→ **LISTED ENTRIES**:
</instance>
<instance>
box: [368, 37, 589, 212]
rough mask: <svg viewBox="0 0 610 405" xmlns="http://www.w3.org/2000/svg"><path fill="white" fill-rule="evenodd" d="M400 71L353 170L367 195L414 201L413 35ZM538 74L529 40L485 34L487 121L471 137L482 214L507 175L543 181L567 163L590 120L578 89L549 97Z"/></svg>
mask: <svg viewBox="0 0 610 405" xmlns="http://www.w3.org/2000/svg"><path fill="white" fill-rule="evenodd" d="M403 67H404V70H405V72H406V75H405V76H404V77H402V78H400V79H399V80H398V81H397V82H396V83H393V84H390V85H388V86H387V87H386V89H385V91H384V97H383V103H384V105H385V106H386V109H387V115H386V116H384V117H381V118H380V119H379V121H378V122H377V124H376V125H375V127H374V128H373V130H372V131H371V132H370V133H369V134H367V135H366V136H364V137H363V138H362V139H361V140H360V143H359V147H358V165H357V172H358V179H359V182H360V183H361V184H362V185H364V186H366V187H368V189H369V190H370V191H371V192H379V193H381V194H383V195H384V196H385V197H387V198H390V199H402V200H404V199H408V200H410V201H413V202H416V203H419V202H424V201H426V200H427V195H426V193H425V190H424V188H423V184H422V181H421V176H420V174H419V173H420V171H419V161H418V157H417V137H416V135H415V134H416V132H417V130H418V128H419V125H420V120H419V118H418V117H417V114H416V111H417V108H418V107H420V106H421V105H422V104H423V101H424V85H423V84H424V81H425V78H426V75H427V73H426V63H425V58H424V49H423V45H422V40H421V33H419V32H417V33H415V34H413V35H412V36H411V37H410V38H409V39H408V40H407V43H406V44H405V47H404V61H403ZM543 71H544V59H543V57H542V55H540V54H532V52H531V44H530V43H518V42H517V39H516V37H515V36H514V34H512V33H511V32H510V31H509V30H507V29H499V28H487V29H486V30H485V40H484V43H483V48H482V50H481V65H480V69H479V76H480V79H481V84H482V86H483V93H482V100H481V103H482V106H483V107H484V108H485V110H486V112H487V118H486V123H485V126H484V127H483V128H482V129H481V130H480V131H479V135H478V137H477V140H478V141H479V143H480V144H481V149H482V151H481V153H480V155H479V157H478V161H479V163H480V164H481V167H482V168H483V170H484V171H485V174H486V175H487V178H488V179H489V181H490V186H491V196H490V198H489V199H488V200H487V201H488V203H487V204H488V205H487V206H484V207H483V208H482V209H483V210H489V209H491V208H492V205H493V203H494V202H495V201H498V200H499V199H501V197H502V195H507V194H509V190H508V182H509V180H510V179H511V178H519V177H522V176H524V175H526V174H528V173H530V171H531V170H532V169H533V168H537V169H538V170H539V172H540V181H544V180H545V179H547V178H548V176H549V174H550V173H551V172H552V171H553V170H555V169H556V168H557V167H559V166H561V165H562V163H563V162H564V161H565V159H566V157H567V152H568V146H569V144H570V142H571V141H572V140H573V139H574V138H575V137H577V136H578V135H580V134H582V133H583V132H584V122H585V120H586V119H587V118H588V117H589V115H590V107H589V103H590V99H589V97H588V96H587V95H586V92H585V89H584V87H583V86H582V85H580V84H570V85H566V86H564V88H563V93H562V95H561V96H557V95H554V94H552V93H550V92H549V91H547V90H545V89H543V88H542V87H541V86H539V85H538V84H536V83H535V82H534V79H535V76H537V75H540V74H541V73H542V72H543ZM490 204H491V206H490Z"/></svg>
...
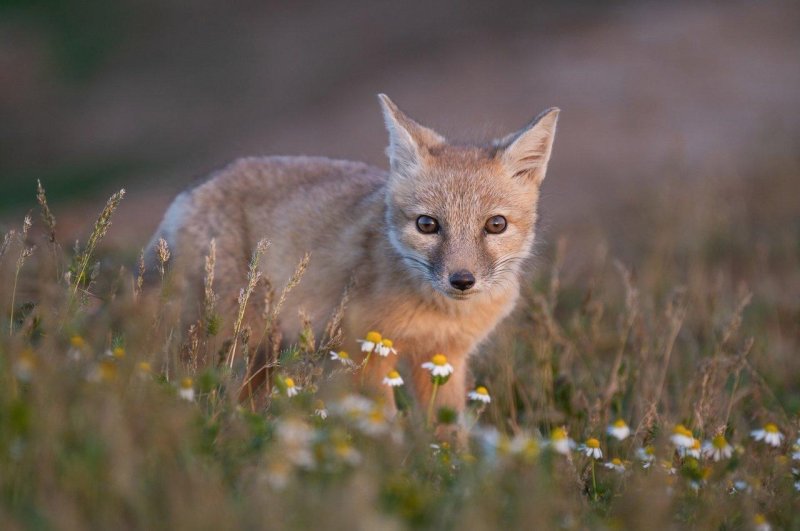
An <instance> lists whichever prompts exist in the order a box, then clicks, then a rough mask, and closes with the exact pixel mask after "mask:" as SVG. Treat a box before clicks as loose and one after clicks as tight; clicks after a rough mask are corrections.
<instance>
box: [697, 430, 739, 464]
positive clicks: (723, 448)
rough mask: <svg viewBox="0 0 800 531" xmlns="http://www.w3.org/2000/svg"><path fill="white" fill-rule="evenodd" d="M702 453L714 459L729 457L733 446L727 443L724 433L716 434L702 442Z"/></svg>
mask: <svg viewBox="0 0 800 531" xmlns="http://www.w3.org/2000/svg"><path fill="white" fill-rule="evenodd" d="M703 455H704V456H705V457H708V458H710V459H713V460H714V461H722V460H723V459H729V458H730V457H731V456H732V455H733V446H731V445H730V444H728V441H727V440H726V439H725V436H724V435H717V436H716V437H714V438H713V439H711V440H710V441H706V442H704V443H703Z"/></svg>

→ **ACTIVITY**: Please reproduce the records from the line containing "</instance>" through the line containing "71L353 170L367 195L414", both lines included.

→ **TASK RESPONSE**:
</instance>
<instance>
box: [368, 37, 589, 212]
rough mask: <svg viewBox="0 0 610 405" xmlns="http://www.w3.org/2000/svg"><path fill="white" fill-rule="evenodd" d="M400 71L353 170L367 195L414 201L413 35ZM538 74L529 40L485 34L487 121L471 137L482 214L507 175L543 181L567 163L590 120L578 89L549 97Z"/></svg>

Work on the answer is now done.